Instruction a
Filter the entries below, and copy each line that contains the word "jacket".

The Stalinist repressions in Mongolia (, Ikh Khelmegdüülelt, "Great Repression") refers to an 18 month period of heightened political violence and persecution in the Mongolian People's Republic between 1937 and 1939. The repressions were an extension of the Stalinist purges (also known as the Great Purge) unfolding across the Soviet Union around the same time. Soviet NKVD advisors, under the nominal direction of Mongolia's de facto leader Khorloogiin Choibalsan, persecuted thousands of individuals and organizations perceived as threats to the Mongolian revolution and the growing Soviet influence in the country. As in the Soviet Union, methods of repression included torture, show trials, executions, and imprisonment in remote forced labor camps, often in Soviet gulags.  Estimates differ, but anywhere between 20,000 and 35,000 "enemies of the revolution" were executed, a figure representing three to five percent of Mongolia's total population at the time. Victims included those accused of espousing Tibetan Buddhism, pan-Mongolist nationalism, and pro-Japanese sentiment. Buddhist clergy, aristocrats, intelligentsia, political dissidents, and ethnic Buryats and Kazakhs suffered the greatest losses.

Instruction b
Write what comes next in the passage above on the Stalinist repressions in Mongolia, starting after its final sentence.

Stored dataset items
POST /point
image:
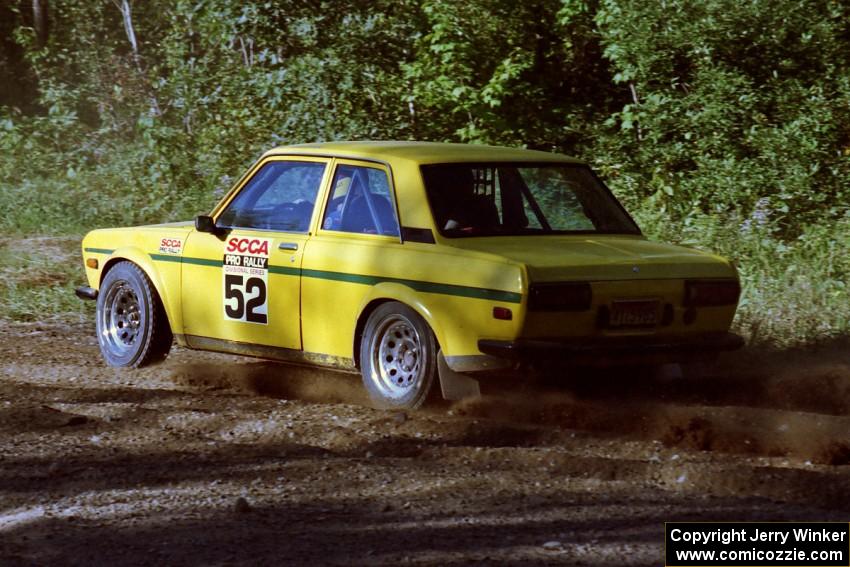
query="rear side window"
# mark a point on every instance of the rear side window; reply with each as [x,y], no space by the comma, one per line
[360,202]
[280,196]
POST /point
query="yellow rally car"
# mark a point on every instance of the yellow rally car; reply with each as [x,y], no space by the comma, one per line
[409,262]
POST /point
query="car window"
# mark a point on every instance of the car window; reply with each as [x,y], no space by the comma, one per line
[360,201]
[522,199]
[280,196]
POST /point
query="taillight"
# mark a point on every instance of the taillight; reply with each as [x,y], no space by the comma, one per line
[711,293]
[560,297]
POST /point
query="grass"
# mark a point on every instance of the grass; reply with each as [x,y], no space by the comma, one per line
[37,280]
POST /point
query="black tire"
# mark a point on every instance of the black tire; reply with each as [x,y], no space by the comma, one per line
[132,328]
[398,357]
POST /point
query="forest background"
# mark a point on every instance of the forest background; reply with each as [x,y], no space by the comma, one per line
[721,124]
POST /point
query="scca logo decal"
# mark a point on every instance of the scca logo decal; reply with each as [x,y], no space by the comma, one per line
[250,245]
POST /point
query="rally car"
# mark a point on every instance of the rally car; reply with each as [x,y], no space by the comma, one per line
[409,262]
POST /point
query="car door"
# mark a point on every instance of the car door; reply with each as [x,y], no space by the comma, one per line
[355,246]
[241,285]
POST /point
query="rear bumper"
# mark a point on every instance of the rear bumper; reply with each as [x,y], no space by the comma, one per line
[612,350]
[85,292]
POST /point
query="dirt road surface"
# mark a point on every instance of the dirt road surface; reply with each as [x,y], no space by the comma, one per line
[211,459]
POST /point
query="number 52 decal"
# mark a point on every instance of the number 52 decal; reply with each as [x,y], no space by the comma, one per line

* * *

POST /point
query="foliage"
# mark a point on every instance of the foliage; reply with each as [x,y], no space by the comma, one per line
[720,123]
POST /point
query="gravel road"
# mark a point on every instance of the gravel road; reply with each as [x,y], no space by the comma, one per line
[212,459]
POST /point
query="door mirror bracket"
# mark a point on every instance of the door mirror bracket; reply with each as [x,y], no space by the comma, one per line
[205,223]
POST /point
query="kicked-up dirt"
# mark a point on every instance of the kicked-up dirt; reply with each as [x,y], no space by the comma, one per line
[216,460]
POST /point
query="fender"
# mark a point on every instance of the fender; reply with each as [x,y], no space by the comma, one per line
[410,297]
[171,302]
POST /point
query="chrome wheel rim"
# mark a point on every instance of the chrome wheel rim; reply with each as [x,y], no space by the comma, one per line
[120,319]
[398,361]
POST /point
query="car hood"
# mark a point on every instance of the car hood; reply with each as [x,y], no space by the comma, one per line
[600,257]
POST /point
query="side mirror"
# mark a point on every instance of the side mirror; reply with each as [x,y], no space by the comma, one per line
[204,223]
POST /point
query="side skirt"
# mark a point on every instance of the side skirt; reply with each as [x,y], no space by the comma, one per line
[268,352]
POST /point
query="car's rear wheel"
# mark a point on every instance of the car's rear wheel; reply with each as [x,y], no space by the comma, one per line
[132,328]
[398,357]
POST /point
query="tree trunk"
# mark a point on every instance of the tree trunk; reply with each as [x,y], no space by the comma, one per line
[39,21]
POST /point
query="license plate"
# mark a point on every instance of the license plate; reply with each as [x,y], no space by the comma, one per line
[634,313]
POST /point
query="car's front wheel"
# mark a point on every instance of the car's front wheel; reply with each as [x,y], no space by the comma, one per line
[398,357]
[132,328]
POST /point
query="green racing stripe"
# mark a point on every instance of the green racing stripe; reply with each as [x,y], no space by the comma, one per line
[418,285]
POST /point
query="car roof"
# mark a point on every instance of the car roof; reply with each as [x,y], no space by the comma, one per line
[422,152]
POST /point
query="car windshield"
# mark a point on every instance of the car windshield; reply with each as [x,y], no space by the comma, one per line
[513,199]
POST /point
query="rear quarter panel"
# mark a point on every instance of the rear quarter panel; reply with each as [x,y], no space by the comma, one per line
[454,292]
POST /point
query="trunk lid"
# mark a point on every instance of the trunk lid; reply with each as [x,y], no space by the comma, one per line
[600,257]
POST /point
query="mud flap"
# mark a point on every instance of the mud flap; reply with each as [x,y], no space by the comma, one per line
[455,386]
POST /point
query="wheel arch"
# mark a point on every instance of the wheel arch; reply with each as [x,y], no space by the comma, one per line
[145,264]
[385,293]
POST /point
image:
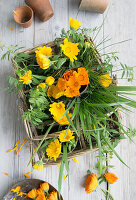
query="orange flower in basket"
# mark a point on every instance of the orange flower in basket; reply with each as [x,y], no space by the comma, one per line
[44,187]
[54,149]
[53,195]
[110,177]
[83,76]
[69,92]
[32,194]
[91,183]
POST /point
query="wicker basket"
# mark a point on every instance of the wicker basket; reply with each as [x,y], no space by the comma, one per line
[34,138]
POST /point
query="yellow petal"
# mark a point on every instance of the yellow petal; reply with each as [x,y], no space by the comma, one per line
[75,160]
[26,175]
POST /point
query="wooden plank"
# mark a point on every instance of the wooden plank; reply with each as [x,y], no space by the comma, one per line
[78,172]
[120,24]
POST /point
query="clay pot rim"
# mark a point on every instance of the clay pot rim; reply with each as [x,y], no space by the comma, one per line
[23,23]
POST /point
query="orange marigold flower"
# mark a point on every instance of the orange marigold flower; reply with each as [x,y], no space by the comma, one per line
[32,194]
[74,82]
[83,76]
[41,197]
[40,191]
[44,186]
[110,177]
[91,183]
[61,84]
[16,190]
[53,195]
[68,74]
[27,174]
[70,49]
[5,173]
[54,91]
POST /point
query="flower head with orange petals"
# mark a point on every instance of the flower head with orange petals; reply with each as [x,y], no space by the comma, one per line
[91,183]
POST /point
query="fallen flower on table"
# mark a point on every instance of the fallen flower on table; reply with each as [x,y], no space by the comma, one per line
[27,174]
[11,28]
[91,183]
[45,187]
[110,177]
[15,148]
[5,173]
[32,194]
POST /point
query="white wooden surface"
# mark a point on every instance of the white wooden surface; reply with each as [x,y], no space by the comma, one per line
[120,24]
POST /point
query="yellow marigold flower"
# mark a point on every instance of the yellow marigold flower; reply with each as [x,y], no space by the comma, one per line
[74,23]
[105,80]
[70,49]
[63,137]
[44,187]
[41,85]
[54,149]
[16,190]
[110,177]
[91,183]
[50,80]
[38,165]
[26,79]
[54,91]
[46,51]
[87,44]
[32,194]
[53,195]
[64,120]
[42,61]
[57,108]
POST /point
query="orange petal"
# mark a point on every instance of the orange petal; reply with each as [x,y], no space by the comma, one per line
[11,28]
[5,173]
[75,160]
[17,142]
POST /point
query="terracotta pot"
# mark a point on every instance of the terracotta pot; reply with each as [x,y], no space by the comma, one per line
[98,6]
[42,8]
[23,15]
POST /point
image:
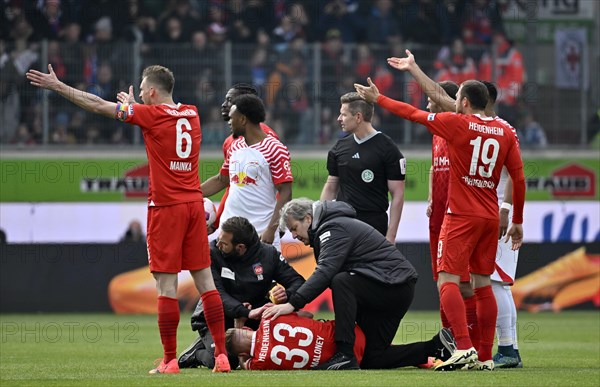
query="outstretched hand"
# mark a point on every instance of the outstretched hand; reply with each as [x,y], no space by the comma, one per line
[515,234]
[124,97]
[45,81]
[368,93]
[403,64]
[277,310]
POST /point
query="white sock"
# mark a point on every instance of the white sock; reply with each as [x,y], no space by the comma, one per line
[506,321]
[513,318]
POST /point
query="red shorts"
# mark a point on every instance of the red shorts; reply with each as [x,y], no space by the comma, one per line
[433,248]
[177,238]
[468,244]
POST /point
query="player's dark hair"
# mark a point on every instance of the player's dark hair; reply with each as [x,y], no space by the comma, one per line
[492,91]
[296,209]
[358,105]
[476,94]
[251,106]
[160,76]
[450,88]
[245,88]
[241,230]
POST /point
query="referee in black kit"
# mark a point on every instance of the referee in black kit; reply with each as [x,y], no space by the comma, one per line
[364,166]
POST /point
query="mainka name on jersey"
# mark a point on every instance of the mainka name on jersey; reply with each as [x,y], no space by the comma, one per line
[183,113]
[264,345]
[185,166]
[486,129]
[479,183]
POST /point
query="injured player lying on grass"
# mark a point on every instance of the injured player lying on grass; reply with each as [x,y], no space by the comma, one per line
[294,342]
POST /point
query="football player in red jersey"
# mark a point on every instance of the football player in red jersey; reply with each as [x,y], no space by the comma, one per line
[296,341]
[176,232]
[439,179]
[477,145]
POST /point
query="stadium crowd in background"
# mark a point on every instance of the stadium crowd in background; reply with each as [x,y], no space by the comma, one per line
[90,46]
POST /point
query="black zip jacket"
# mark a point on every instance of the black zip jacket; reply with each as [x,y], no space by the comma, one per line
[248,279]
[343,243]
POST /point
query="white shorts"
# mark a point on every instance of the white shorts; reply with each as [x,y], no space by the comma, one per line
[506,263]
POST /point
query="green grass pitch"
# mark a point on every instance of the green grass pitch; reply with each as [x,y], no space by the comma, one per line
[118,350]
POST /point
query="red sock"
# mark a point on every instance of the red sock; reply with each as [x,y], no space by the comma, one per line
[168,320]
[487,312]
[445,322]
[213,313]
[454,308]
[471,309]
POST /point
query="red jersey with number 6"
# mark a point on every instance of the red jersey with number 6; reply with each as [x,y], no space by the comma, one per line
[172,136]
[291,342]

---

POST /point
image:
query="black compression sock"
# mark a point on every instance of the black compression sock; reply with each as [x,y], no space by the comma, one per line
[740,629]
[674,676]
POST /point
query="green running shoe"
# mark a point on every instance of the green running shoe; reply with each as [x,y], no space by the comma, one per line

Exercise answer a
query="black zip jacket"
# mark a point on every instance of the black zip jacket; reply with each as [x,y], no space by the comma, one per line

Exercise answer b
Background

Prelude: 1921–1934 
Following the Mongolian Revolution of 1921, infighting within the ruling Mongolian People's Revolutionary Party (MPRP) resulted in several waves of violent political purges, often instigated and aided by Comintern or Soviet agents and government advisors. In August 1922, Dogsomyn Bodoo, the first prime minister of the revolutionary period, and 14 others were executed without trial after confessing under torture by Soviet agents to conspiring to overthrow the government. Two years later Bodoo's chief accuser, Soliin Danzan, was executed during the Third Party Congress for representing "bourgeois interests". In 1928, several prominent MPRP members including Ajvaagiin Danzan, Jamsrangiin Tseveen, Tseren-Ochiryn Dambadorj, and Navaandorjiin Jadambaa, were imprisoned or exiled in a widescale purge of suspected rightwingers as the country launched its "Leftist Period" of more rapid collectivization, land expropriation, and persecution of the Buddhist Church. After those drastic measures resulted in popular uprisings throughout the country in 1932, several of the MPRP's most hard-line leftists including Zolbingiin Shijee, Ölziin Badrakh, and Prime Minister Tsengeltiin Jigjidjav were blamed, officially expelled from the party, and later executed during the Great Repression.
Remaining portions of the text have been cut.